=== Materials provided ===
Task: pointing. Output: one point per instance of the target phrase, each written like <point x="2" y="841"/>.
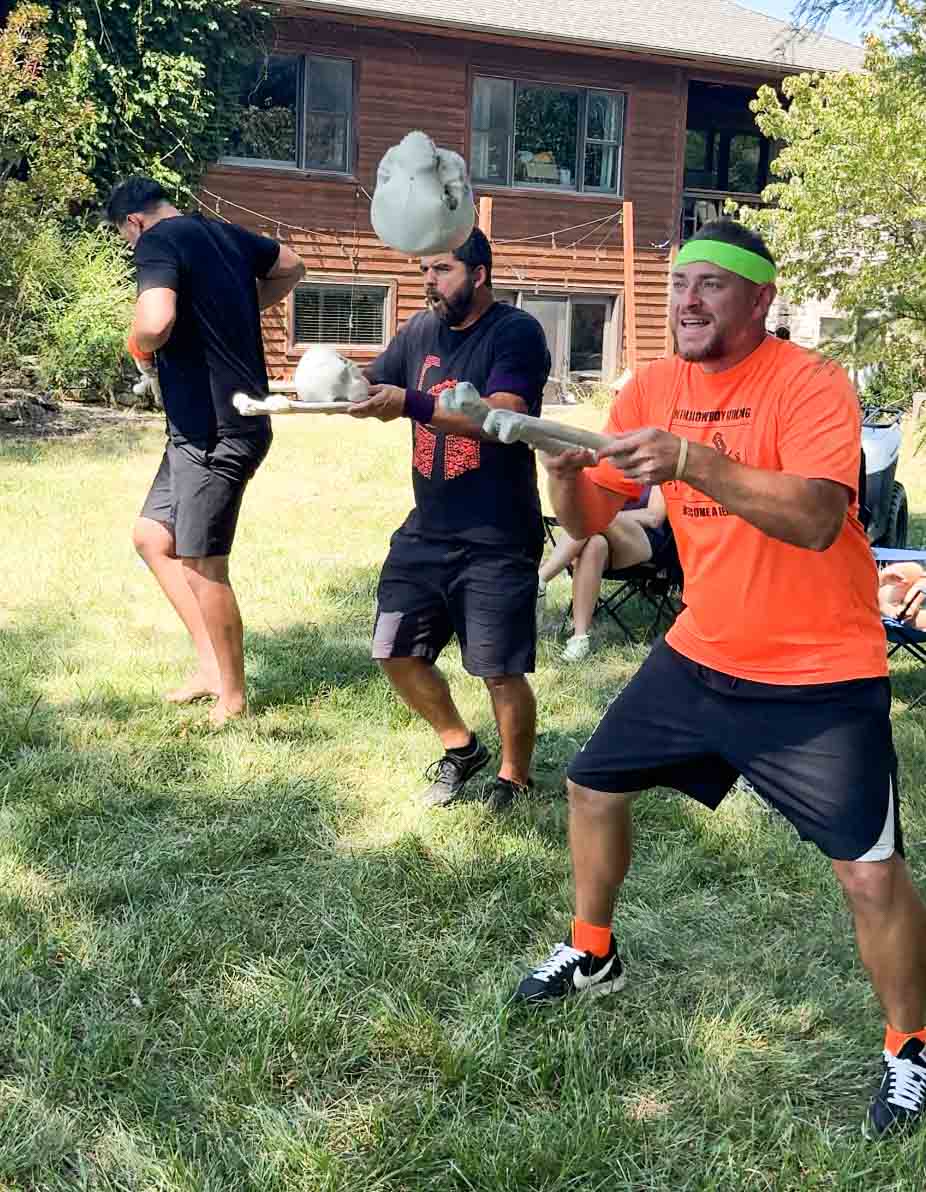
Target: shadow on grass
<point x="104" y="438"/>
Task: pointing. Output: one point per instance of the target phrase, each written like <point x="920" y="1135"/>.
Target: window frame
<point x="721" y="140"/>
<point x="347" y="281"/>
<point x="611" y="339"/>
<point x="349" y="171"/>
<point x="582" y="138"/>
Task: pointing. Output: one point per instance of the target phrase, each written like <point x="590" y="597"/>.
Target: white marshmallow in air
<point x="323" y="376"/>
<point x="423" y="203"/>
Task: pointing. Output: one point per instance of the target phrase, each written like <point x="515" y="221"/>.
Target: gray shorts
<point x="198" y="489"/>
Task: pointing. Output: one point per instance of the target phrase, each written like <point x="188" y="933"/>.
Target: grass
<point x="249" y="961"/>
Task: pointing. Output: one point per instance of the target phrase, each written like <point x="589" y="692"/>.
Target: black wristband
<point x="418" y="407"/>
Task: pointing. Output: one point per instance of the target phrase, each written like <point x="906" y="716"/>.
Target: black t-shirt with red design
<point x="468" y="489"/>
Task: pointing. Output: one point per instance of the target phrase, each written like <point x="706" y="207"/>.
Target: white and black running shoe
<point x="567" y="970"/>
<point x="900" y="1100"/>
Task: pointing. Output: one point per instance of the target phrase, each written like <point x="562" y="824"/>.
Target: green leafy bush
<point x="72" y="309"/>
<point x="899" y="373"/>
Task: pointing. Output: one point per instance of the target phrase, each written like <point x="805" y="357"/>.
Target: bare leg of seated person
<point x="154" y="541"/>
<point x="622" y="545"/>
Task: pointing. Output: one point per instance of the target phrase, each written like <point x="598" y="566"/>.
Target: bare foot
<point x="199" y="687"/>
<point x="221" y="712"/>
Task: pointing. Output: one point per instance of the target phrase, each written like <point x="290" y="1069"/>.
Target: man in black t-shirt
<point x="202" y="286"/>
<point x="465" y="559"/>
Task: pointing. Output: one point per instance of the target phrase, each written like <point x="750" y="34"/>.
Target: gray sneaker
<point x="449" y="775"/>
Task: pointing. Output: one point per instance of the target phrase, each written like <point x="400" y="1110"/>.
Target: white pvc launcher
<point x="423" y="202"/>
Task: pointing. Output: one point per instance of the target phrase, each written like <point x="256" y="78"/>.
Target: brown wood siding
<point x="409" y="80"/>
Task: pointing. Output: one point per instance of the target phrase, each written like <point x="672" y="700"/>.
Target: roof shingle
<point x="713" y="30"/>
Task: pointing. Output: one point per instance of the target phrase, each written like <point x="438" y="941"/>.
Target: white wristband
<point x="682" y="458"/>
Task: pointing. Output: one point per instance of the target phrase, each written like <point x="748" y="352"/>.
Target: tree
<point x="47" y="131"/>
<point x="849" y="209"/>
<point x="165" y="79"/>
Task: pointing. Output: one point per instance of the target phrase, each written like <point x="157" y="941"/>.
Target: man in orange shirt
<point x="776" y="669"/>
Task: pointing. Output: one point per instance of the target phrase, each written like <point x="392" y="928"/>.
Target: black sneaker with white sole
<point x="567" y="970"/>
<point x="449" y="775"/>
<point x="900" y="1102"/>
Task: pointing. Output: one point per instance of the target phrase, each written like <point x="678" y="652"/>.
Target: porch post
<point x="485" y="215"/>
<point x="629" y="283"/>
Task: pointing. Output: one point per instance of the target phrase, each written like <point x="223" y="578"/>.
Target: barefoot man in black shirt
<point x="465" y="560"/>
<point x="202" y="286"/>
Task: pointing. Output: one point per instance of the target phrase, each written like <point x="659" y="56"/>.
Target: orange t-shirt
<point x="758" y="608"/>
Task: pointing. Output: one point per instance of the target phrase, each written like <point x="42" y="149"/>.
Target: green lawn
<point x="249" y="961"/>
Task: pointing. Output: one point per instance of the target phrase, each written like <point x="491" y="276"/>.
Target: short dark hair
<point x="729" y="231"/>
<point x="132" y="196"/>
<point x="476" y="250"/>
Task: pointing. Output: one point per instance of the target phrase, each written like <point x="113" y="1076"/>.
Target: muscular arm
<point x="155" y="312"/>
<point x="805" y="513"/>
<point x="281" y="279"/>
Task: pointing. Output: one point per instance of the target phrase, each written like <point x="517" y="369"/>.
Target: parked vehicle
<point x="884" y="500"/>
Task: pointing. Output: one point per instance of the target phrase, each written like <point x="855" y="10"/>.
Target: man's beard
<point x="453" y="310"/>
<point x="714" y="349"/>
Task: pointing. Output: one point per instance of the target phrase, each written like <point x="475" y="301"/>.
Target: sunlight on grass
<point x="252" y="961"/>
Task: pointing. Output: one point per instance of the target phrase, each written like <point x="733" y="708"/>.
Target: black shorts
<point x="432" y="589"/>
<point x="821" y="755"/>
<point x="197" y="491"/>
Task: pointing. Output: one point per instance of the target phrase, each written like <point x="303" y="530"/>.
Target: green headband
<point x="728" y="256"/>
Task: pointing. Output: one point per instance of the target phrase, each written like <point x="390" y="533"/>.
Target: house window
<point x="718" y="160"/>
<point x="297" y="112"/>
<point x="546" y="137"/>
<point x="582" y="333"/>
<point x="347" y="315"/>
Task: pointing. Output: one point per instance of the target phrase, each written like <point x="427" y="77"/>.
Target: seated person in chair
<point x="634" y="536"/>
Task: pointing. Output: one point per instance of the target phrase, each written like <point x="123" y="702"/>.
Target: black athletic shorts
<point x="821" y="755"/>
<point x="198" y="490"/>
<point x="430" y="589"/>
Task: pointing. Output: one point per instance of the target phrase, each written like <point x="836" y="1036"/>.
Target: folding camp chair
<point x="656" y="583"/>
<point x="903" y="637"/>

=== What is needed ===
Return all the records exactly, excluding images.

=== Solved exercise ===
Task: pointing. Output: one point per instance of the target phrase, each written like <point x="2" y="841"/>.
Target: shadow on grass
<point x="104" y="438"/>
Task: pointing. Output: one point per instance of the target phrase, each written like <point x="920" y="1135"/>.
Target: window frame
<point x="721" y="140"/>
<point x="347" y="281"/>
<point x="611" y="339"/>
<point x="349" y="171"/>
<point x="582" y="138"/>
Task: pointing. Output: one point per instance of the target phrase, each written like <point x="590" y="597"/>.
Target: white marshmallow in air
<point x="323" y="376"/>
<point x="423" y="203"/>
Task: pointing. Output: one point per instance of the target phrase, each written like <point x="515" y="221"/>.
Target: gray shorts
<point x="198" y="489"/>
Task: pointing. Output: one point per instance of the target phrase, each written like <point x="188" y="933"/>.
Target: grass
<point x="249" y="961"/>
Task: pointing. Output: one point per instance of the target phrase, each written like <point x="589" y="692"/>.
Target: black wristband
<point x="418" y="407"/>
Task: pointing. Output: one point per instance of the target phrase, each written like <point x="906" y="716"/>.
Target: black t-shirt with red design
<point x="468" y="489"/>
Task: pointing. Output: one point per instance of the target phrase, each written like <point x="706" y="207"/>.
Target: white and black running shoe
<point x="567" y="970"/>
<point x="900" y="1100"/>
Task: pointing. Output: one point per instance of the target phrase, each written like <point x="562" y="824"/>.
Target: green leafy bush
<point x="72" y="309"/>
<point x="899" y="373"/>
Task: pointing. Output: one point per instance of the target phrase, each written like <point x="805" y="357"/>.
Target: bare leg of seated person
<point x="154" y="541"/>
<point x="622" y="545"/>
Task: pointing. Output: one point per instance of the target phrase, each written like <point x="598" y="566"/>.
Target: bare foot
<point x="199" y="687"/>
<point x="221" y="712"/>
Task: pointing. Output: one point per instance of the target phrase, each written like <point x="290" y="1069"/>.
Target: man in black t-shirt
<point x="202" y="286"/>
<point x="465" y="559"/>
Task: pointing. Output: one point per instance of the target phrase, each written like <point x="750" y="34"/>.
Target: gray sneaker
<point x="449" y="775"/>
Task: pointing. Output: one point per instance of the target phrase, each written like <point x="400" y="1110"/>.
Target: white pvc launcher
<point x="423" y="202"/>
Task: pointing. Output: one point per instance of the target phrase, each written like <point x="256" y="78"/>.
Target: brown wood siding
<point x="409" y="80"/>
Task: pointing. Output: one point per instance of the target phrase, each written like <point x="672" y="700"/>.
Target: roof shingle
<point x="713" y="30"/>
Task: pointing. Output: one point per instance of the target phrase, each written like <point x="438" y="941"/>.
Target: white wristband
<point x="682" y="458"/>
Task: pointing. Output: one point per instance of the target phrase, each written like <point x="748" y="352"/>.
Target: tree
<point x="47" y="131"/>
<point x="849" y="209"/>
<point x="165" y="79"/>
Task: pointing. Output: one point per instance of the target phrase, each written like <point x="157" y="941"/>.
Target: man in orange shirt
<point x="776" y="669"/>
Task: pointing. Output: one point per instance of the target phrase, each written like <point x="392" y="928"/>.
Target: black sneaker with white sole
<point x="567" y="970"/>
<point x="449" y="775"/>
<point x="900" y="1102"/>
Task: pointing. Output: one point per instance of the target phrase, each written like <point x="678" y="652"/>.
Target: porch post
<point x="485" y="215"/>
<point x="629" y="283"/>
Task: pointing. Output: one point per instance of the target phrase, each written like <point x="223" y="578"/>.
Target: barefoot man in black shirt
<point x="465" y="560"/>
<point x="202" y="286"/>
Task: pointing. Output: one point per instance of the target phrase, each written like <point x="659" y="56"/>.
Target: orange t-shirt
<point x="758" y="608"/>
Task: pointing. Output: one point per instance of the target phrase, each written like <point x="42" y="149"/>.
Target: green lawn
<point x="249" y="961"/>
Task: pointing. Output: one point per instance of the target phrase, each written like <point x="491" y="276"/>.
Target: short dark hair
<point x="729" y="231"/>
<point x="132" y="196"/>
<point x="476" y="250"/>
Task: pointing. Output: one point per instance of the target phrase, each written like <point x="113" y="1076"/>.
Target: muscular arm
<point x="155" y="312"/>
<point x="805" y="513"/>
<point x="281" y="279"/>
Task: pointing. Output: one point per instance of the target phrase, each written like <point x="517" y="369"/>.
Target: parked vehicle
<point x="884" y="500"/>
Task: pointing. Output: one point per instance of the target phrase, each written like <point x="855" y="10"/>.
Target: man's beard
<point x="453" y="310"/>
<point x="714" y="349"/>
Task: pointing. Output: one point per instance of the target phrase, each written like <point x="475" y="301"/>.
Target: sunlight on grass
<point x="252" y="961"/>
Task: pointing. Output: one point per instance of the target phrase, each written like <point x="733" y="708"/>.
Target: black shorts
<point x="432" y="589"/>
<point x="821" y="755"/>
<point x="197" y="491"/>
Task: pointing. Output: one point per instance of the target phrase, each written like <point x="303" y="530"/>.
Target: green headband
<point x="728" y="256"/>
Task: pointing. Output: one point per instance of the target phrase, each written like <point x="390" y="533"/>.
Target: house window
<point x="718" y="160"/>
<point x="297" y="112"/>
<point x="546" y="137"/>
<point x="582" y="333"/>
<point x="347" y="315"/>
Task: pointing. Output: one point per instance of the target phrase, each written like <point x="427" y="77"/>.
Target: seated person in chair
<point x="634" y="536"/>
Task: pointing. Output: one point per instance of the target phrase, each written like <point x="123" y="702"/>.
Target: black athletic shorts
<point x="821" y="755"/>
<point x="198" y="490"/>
<point x="430" y="589"/>
Task: pointing. Output: one point per instance of the target phrase, each written like <point x="836" y="1036"/>.
Target: folding camp chair
<point x="656" y="583"/>
<point x="903" y="637"/>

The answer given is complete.